Fondazione Sandretto Re Rebaudengo, Turin, Italy
November 3, 2022–April 23, 2023
The solo exhibition Eyelids, Towards Evening was curated by Eugenio Re Rebaudengo, with the below critical text by Alessandro Rabottini.
The solo exhibition Eyelids, Towards Evening brings together twenty works created by Victor Man over the last ten years and offers, for the first time, an exclusive focus on the genres of portrait and self-portrait, genres that have assumed a profound relevance, over time, within his pictorial practice.
Together with images of the artist himself, these paintings contemplate portraits of people who have entered his life, both affections close to him and encounters from the past: thus, an interior and autobiographical narration is composed that manifests an essential trait of Man's work, that is, the notion that the most intimate matter of art is individual existence together with its poetic transfiguration.
Immersed in a light that is mostly crepuscular, these figures are captured in absorbed and contemplative attitudes, or portrayed in moments of abandonment and affectionate proximity: they seem to inhabit a profoundly human time and space but, at the same time, withdraw from the current world.
This coexistence of familiarity and distance, of observation of appearances and magic of circumstances, is the space in which these works welcome the viewer, a space in which real and individual features are immersed in the twilight of indefinable moods and psychological conditions such as the evening moment–the passage between day and night–to which the title of the exhibition refers. Eyelids, Towards Evening evokes, in fact, not only a phase of the day perceptible as a threshold, as a space of metamorphosis–the one in which light gives way to darkness–but also the passage between sleep and wakefulness, the condition in which the forms of daily existence gradually transform into symbolic and dreamlike features.

------------

◆ WHAT YOU SHOULD DO ◆
Repeat the part of the exhibition text that opens with "Together with images" and closes with "the current world.", switching "crepuscular" to "dusky".

(Saved entries)
------------

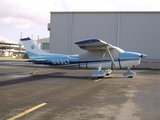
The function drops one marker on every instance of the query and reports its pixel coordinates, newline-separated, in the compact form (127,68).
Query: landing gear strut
(129,73)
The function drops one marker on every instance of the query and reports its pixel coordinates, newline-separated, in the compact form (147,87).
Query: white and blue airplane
(99,55)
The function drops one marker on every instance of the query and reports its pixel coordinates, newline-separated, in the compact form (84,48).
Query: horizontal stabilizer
(93,44)
(99,73)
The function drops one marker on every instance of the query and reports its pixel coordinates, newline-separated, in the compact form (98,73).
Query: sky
(30,17)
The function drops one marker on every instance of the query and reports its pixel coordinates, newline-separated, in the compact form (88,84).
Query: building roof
(8,43)
(105,12)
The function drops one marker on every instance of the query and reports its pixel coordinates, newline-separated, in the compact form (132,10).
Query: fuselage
(123,60)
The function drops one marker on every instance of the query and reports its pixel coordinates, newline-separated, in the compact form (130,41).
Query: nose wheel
(129,73)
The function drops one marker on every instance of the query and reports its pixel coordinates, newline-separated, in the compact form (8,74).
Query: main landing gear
(129,73)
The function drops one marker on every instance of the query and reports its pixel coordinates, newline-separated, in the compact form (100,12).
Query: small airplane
(99,55)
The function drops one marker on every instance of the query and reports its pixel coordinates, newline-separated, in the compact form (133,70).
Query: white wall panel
(132,31)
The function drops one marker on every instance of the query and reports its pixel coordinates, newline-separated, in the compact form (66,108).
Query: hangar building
(131,31)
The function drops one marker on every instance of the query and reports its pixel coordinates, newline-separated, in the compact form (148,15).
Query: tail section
(32,50)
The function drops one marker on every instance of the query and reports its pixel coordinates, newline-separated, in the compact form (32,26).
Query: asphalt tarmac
(56,94)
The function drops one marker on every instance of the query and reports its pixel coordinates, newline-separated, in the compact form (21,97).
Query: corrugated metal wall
(132,31)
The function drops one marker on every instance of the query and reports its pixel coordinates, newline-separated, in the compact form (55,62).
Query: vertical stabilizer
(32,50)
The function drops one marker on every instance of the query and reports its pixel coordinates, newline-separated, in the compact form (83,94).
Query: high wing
(97,45)
(93,44)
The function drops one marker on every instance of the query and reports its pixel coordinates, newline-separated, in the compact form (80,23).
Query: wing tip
(25,39)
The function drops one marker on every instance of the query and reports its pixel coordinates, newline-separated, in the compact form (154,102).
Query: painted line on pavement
(27,111)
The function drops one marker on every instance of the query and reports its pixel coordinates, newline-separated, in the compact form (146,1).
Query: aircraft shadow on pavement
(38,77)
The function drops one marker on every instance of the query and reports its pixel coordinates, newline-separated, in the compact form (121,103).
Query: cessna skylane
(99,55)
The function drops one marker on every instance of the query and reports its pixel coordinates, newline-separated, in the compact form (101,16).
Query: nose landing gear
(129,73)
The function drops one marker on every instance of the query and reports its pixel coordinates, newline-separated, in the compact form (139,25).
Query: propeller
(112,60)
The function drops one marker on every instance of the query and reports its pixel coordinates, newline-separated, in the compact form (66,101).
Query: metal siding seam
(71,27)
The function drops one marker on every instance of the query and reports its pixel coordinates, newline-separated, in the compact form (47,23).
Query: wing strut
(110,55)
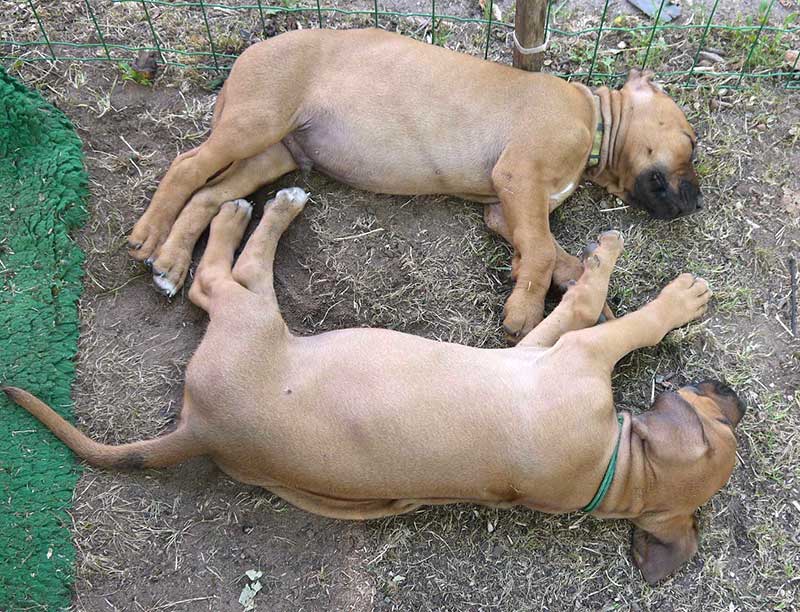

------------

◆ PROBLEM SOLUTION ◆
Together with images of the artist himself, these paintings contemplate portraits of people who have entered his life, both affections close to him and encounters from the past: thus, an interior and autobiographical narration is composed that manifests an essential trait of Man's work, that is, the notion that the most intimate matter of art is individual existence together with its poetic transfiguration.
Immersed in a light that is mostly dusky, these figures are captured in absorbed and contemplative attitudes, or portrayed in moments of abandonment and affectionate proximity: they seem to inhabit a profoundly human time and space but, at the same time, withdraw from the current world.